GIVEN EXERCISE>
Could you rewrite the items below, starting at the line containing "on the young" and ending with the last item, with "asphalt road" renamed to "paved road" and nothing else changed?

INPUT ROWS>
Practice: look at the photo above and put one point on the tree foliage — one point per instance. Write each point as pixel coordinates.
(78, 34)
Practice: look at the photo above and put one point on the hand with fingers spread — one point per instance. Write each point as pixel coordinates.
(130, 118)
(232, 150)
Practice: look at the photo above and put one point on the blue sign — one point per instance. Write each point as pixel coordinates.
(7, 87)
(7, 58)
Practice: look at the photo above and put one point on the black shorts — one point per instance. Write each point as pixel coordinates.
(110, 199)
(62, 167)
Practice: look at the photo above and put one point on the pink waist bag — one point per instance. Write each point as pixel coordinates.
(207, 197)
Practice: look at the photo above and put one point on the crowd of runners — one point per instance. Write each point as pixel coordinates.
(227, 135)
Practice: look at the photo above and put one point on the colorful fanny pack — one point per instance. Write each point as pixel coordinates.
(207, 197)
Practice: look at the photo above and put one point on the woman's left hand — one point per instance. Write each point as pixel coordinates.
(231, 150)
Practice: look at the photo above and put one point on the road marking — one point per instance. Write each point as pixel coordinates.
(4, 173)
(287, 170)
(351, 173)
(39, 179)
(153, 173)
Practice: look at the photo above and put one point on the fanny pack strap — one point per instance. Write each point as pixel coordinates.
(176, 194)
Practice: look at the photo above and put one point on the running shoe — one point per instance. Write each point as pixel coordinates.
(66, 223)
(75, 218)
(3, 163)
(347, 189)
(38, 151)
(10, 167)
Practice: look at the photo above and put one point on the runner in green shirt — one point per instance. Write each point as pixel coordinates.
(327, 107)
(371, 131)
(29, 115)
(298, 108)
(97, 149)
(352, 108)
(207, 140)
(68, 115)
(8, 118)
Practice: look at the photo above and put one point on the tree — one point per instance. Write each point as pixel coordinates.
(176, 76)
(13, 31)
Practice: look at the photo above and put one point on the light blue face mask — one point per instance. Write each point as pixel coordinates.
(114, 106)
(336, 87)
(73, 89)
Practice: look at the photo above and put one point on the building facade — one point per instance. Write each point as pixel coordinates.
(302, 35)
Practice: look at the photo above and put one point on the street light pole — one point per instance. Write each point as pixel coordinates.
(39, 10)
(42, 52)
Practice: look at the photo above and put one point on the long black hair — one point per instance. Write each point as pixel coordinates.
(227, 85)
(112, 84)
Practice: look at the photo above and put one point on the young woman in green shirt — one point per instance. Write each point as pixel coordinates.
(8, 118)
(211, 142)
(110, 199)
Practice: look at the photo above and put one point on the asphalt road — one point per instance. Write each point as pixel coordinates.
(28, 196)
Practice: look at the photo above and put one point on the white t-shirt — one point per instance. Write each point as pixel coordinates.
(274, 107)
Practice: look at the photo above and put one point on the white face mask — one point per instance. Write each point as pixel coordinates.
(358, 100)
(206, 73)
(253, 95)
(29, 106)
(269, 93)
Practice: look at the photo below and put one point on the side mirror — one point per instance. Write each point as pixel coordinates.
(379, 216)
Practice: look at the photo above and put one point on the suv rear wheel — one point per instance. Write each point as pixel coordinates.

CORRECT RESULT>
Practice: look at the photo above and put one point on the young woman in green shirt — one point per instance. Write each point as pixel coordinates.
(8, 118)
(211, 142)
(110, 199)
Practice: look at the photo above and put one point on the paved road — one point per instance. Write each point as pixel coordinates.
(28, 196)
Practice: look at the photo above and put one point on the white t-shirt — one point per instance. Write each point as pixel coordinates.
(274, 107)
Practice: look at the photo above and put one point on the white face mask — one point per instance. Write each point as pixel coordinates.
(358, 100)
(206, 73)
(253, 95)
(29, 106)
(269, 93)
Practice: look at the photo below and put one point on the side mirror — one point per instance. Write each point as pixel coordinates.
(379, 216)
Practice: look at the photo above and put one point on the suv rear wheel — one point per instance. Write each point as pixel coordinates.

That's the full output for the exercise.